● **Task directions**: Only the lines from the one with "the windshield wiper" onward are wanted, through the last line of the entries, set down exactly.

[Excerpts of location labeling data]
• • • •
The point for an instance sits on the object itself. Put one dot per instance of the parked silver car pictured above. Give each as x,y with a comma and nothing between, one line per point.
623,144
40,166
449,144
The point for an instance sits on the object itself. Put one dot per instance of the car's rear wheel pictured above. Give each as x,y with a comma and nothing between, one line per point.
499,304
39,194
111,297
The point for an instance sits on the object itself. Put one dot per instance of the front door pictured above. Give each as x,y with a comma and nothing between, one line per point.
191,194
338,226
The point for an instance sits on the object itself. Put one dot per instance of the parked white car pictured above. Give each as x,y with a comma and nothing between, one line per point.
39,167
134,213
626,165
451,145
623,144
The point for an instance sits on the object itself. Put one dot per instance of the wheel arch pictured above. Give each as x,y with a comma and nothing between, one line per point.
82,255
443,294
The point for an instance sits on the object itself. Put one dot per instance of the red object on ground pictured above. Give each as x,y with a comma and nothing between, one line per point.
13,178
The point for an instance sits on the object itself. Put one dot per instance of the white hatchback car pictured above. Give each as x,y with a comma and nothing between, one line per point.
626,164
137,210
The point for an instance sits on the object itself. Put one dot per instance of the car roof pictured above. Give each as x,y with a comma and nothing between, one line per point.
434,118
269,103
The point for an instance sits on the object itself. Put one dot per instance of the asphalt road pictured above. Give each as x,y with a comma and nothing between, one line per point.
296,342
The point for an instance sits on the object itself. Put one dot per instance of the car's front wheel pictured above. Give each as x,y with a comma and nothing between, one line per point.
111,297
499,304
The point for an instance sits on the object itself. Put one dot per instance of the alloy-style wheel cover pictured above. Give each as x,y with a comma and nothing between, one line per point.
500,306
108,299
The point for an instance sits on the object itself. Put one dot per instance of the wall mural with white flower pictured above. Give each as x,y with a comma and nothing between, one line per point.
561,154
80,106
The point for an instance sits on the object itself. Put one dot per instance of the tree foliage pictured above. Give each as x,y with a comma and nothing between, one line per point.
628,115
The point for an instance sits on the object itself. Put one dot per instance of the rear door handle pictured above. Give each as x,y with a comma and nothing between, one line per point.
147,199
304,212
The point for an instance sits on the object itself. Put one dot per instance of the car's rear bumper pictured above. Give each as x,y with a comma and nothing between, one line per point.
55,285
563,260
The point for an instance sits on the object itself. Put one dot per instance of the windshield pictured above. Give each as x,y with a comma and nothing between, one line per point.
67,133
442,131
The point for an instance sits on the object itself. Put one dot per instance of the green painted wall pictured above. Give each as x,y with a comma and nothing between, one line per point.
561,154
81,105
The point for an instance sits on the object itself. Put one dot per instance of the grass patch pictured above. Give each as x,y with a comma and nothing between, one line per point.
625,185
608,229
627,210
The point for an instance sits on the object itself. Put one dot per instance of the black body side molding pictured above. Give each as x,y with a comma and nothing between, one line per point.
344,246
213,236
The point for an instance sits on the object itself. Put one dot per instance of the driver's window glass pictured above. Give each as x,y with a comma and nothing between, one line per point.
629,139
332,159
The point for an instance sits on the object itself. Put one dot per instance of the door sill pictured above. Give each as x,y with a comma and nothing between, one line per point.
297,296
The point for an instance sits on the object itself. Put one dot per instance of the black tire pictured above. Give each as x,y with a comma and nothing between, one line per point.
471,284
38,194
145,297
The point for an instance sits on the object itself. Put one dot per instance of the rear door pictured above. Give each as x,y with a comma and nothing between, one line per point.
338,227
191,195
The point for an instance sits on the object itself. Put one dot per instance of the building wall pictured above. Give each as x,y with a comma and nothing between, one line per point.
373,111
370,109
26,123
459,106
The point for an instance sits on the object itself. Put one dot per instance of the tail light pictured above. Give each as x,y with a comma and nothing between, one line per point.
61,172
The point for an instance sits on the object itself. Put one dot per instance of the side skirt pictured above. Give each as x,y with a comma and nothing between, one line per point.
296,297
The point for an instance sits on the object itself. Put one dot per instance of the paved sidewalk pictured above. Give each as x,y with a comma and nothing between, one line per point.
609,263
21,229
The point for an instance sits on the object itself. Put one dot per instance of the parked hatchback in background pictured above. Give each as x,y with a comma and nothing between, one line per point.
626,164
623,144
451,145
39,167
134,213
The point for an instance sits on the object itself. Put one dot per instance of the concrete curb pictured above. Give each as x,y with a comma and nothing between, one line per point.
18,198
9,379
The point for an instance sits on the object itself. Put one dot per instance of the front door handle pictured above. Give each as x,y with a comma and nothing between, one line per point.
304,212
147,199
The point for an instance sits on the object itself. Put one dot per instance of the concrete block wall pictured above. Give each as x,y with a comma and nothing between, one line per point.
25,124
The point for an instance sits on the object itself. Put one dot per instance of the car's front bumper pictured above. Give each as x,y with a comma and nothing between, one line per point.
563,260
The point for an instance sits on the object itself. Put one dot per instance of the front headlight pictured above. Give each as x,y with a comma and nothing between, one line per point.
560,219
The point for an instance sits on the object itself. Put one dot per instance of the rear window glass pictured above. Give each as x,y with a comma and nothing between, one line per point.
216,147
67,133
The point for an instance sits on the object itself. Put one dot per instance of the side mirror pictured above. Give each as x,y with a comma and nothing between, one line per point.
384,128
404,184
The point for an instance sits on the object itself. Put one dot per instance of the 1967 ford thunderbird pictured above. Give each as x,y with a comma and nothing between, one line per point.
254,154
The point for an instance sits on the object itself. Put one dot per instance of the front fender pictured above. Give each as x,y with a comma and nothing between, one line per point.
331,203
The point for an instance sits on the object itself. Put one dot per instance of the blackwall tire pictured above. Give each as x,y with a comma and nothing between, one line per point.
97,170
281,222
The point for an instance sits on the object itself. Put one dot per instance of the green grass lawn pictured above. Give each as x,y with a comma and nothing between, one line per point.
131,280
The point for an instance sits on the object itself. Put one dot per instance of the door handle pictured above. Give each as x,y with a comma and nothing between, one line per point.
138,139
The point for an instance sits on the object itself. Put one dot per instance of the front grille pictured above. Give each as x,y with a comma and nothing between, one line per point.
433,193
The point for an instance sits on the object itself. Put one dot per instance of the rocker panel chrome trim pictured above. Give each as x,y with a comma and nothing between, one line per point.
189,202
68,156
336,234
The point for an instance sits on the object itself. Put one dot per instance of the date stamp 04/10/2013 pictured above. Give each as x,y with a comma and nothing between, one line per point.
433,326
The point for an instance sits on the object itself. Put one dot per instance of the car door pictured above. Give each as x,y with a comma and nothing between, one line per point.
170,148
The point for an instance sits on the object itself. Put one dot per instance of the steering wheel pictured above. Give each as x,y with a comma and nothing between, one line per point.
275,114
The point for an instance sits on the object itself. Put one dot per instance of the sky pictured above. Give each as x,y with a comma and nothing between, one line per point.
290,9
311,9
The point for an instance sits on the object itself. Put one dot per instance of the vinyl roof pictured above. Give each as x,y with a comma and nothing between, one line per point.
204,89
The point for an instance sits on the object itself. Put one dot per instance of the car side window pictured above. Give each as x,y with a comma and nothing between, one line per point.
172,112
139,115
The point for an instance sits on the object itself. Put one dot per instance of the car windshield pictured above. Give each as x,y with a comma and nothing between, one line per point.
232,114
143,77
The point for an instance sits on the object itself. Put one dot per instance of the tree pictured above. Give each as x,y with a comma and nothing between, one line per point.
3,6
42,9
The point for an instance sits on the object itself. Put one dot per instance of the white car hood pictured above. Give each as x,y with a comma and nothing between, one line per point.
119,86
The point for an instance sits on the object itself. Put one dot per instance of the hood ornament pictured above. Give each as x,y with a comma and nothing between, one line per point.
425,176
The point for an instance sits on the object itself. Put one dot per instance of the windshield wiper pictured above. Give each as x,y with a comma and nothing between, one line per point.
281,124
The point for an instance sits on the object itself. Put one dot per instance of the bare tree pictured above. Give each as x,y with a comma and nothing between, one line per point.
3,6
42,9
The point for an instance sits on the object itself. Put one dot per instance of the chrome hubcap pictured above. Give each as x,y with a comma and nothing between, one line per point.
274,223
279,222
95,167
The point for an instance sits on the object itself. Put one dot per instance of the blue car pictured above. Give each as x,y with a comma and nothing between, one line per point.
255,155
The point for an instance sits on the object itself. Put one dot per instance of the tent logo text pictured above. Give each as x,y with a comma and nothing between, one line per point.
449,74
• • • •
● **Correct output**:
The point for an instance sits on the object itself. Put one dot per instance of the windshield wiper pictured above. Give each as x,y with a comma and nothing between, one line per point.
281,124
The point for an instance sits on the object itself. Put one dot per instance of the bare tree pictured above. Give each as x,y with a comma and nothing between, one line per point.
3,6
42,9
The point for an instance sits on the object itself. Put one dot per instance of the chrome hubcap pictured above. Give each as x,y with a comma and nothing between, one line per point.
274,223
279,222
95,167
The point for an instance sits on the object itself. Put one dot per instance of the blue car pictured above. Give each as x,y with a comma and nothing between, one line per point.
255,155
The point for an instance sits on the object itself. Put one dot per instance of the tent logo text pictured above. Give each as x,y with a comma and nothing between, one line per point.
449,74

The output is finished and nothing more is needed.